• _Entries_

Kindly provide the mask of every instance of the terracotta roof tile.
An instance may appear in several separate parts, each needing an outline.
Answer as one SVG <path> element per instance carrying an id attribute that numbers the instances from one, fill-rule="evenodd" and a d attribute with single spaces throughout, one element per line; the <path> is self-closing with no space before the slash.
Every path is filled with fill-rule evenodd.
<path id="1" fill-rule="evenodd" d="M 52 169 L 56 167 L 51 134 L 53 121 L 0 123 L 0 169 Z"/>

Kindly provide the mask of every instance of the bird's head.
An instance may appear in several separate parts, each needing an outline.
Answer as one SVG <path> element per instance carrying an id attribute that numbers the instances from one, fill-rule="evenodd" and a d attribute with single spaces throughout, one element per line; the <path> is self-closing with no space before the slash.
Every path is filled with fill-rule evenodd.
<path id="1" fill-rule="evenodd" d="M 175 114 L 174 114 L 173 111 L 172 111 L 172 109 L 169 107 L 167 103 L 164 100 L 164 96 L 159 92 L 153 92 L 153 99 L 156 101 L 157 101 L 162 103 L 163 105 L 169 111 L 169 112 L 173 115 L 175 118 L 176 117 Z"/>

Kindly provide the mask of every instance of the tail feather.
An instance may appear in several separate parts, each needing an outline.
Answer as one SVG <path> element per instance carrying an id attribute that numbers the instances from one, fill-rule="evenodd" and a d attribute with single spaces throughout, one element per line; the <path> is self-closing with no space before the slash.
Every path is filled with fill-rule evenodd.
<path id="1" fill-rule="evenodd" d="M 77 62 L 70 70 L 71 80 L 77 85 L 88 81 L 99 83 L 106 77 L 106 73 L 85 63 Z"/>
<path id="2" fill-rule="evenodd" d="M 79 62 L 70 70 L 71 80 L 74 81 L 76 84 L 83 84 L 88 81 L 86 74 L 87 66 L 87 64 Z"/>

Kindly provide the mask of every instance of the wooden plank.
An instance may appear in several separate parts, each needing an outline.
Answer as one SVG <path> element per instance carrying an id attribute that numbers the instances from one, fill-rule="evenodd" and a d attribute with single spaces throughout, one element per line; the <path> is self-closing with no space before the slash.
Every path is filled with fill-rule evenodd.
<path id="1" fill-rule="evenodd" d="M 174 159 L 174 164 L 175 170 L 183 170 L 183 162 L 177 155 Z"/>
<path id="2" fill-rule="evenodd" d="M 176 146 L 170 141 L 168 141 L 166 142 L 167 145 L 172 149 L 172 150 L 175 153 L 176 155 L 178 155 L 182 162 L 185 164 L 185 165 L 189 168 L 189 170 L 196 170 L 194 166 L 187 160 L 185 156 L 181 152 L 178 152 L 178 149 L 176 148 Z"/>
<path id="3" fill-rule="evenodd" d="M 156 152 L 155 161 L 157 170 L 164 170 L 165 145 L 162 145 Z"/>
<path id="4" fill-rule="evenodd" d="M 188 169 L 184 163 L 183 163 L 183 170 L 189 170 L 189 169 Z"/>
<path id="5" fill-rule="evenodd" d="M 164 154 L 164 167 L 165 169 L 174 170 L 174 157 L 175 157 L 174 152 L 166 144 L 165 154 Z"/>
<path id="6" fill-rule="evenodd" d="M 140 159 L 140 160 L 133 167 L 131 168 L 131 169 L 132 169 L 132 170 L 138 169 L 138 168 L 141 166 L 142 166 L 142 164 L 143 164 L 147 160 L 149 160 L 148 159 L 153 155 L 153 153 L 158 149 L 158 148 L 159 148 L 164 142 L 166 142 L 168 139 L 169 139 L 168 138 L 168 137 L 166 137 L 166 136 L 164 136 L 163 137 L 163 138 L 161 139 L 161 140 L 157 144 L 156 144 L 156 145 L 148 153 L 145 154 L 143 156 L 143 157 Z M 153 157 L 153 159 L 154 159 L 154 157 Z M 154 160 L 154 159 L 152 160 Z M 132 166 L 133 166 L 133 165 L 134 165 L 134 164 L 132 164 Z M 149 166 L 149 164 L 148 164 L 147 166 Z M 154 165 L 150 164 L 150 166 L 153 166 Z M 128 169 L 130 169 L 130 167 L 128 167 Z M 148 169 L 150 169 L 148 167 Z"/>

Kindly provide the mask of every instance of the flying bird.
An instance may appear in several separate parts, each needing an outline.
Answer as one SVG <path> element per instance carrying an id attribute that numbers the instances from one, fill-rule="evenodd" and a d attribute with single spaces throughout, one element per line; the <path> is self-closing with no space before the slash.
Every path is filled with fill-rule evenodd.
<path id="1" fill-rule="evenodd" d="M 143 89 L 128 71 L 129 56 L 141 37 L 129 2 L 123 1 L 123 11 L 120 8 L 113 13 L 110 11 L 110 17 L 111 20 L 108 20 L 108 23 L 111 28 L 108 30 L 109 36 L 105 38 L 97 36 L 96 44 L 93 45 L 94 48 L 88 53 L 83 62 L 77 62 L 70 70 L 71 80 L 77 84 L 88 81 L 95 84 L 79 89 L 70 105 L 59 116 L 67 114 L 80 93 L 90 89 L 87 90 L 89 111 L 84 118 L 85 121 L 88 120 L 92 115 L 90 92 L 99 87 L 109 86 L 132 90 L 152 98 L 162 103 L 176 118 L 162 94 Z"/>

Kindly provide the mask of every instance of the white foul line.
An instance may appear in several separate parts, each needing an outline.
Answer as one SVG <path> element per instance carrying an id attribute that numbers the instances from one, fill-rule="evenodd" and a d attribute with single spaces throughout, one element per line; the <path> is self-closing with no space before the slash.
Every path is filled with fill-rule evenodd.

• _Task brief_
Reproduce all of the data above, line for line, keeping every character unchanged.

• _Full output_
Kindly provide the mask of every instance of the terracotta roof tile.
An instance may appear in several separate parts, each needing an outline.
Answer as one SVG <path> element per instance carrying an id attribute that numbers the instances from one, fill-rule="evenodd" and a d attribute with single spaces throughout, one element per line; the <path> is self-closing with no space before the slash.
Every path is filled with fill-rule evenodd.
<path id="1" fill-rule="evenodd" d="M 52 169 L 56 167 L 51 134 L 53 121 L 0 123 L 0 169 Z"/>

Kindly provide the mask of every instance of the bird's head.
An instance may appear in several separate parts, each needing an outline.
Answer as one SVG <path> element per instance carrying an id attribute that numbers the instances from one, fill-rule="evenodd" and a d attribute with single spaces throughout, one element per line; the <path> is self-closing with no space before the slash.
Every path is filled with fill-rule evenodd.
<path id="1" fill-rule="evenodd" d="M 175 114 L 174 114 L 173 111 L 172 111 L 172 109 L 169 107 L 167 103 L 164 100 L 164 96 L 159 92 L 153 92 L 153 99 L 156 101 L 157 101 L 162 103 L 163 105 L 169 111 L 169 112 L 173 115 L 175 118 L 176 117 Z"/>

Kindly provide the mask of every instance of the tail feather.
An instance may appear in several separate parts, each needing an outline.
Answer as one SVG <path> element per instance carrying an id attribute that numbers the instances from one, fill-rule="evenodd" and a d attribute with single spaces throughout, one element per line; the <path> is self-closing with no space before the slash.
Every path is filled with fill-rule evenodd.
<path id="1" fill-rule="evenodd" d="M 77 62 L 70 70 L 71 80 L 77 85 L 88 81 L 99 83 L 106 77 L 106 73 L 85 63 Z"/>
<path id="2" fill-rule="evenodd" d="M 79 62 L 70 70 L 71 80 L 74 81 L 76 84 L 83 84 L 88 81 L 86 74 L 87 66 L 87 64 Z"/>

Kindly provide the mask of every instance of the wooden plank.
An instance may appear in several separate parts, each needing an outline.
Answer as one SVG <path> element per instance carrying an id attribute that numbers the instances from one, fill-rule="evenodd" and a d attribute with single spaces throughout, one element per line; the <path> is self-closing with no space before the slash.
Every path is filled with fill-rule evenodd.
<path id="1" fill-rule="evenodd" d="M 174 159 L 174 164 L 175 170 L 183 170 L 183 162 L 177 155 Z"/>
<path id="2" fill-rule="evenodd" d="M 176 146 L 170 141 L 168 141 L 166 142 L 167 145 L 172 149 L 172 150 L 175 153 L 176 155 L 178 155 L 182 162 L 185 164 L 185 165 L 189 168 L 189 170 L 196 170 L 194 166 L 187 160 L 185 156 L 181 152 L 178 152 L 178 149 L 176 148 Z"/>
<path id="3" fill-rule="evenodd" d="M 156 152 L 155 161 L 157 170 L 164 170 L 165 145 L 162 145 Z"/>
<path id="4" fill-rule="evenodd" d="M 188 169 L 184 163 L 183 163 L 183 170 L 189 170 L 189 169 Z"/>
<path id="5" fill-rule="evenodd" d="M 164 154 L 164 167 L 165 169 L 174 170 L 174 157 L 175 157 L 174 152 L 166 144 L 165 154 Z"/>
<path id="6" fill-rule="evenodd" d="M 140 159 L 140 160 L 133 167 L 131 168 L 131 169 L 132 169 L 132 170 L 138 169 L 138 168 L 141 166 L 142 166 L 142 164 L 143 164 L 147 160 L 149 160 L 148 159 L 153 155 L 153 153 L 158 149 L 158 148 L 159 148 L 164 142 L 166 142 L 168 139 L 169 139 L 168 138 L 168 137 L 166 137 L 166 136 L 164 136 L 163 137 L 163 138 L 161 139 L 161 140 L 157 144 L 156 144 L 156 145 L 148 153 L 145 154 L 143 156 L 143 157 Z M 153 157 L 153 159 L 154 159 L 154 157 Z M 154 160 L 154 159 L 152 160 Z M 132 166 L 133 166 L 133 165 L 134 165 L 134 164 L 132 164 Z M 149 166 L 149 164 L 148 164 L 147 166 Z M 154 165 L 150 164 L 150 166 L 153 166 Z M 128 169 L 130 169 L 130 167 L 128 167 Z M 148 169 L 150 169 L 148 167 Z"/>

Kindly provide the mask of every instance of the flying bird.
An instance may appear in several separate parts, each needing an outline.
Answer as one SVG <path> element per instance carrying an id attribute that numbers the instances from one, fill-rule="evenodd" and a d attribute with single spaces throughout, one element per line; the <path> is self-closing with no space before the slash.
Every path is filled with fill-rule evenodd.
<path id="1" fill-rule="evenodd" d="M 143 89 L 128 71 L 129 56 L 141 37 L 129 2 L 123 1 L 123 11 L 120 8 L 113 13 L 110 11 L 110 17 L 111 20 L 108 20 L 108 23 L 111 28 L 108 30 L 109 36 L 105 38 L 97 36 L 96 44 L 93 45 L 94 48 L 88 53 L 83 62 L 77 62 L 70 70 L 71 80 L 77 84 L 88 81 L 95 84 L 79 89 L 70 105 L 59 116 L 67 114 L 80 93 L 90 89 L 87 90 L 89 111 L 84 118 L 85 121 L 88 120 L 92 115 L 90 92 L 99 87 L 109 86 L 132 90 L 152 98 L 162 103 L 176 118 L 162 94 Z"/>

Kindly provide the mask of every instance of the white foul line.
An instance may appear in several separate parts, each needing an outline.
Answer as one SVG <path> element per instance carrying an id attribute that numbers the instances from one, fill-rule="evenodd" and a d attribute with single spaces throughout, one element per line; the <path> is self-closing with no space before the slash.
Every path is filled with fill-rule evenodd.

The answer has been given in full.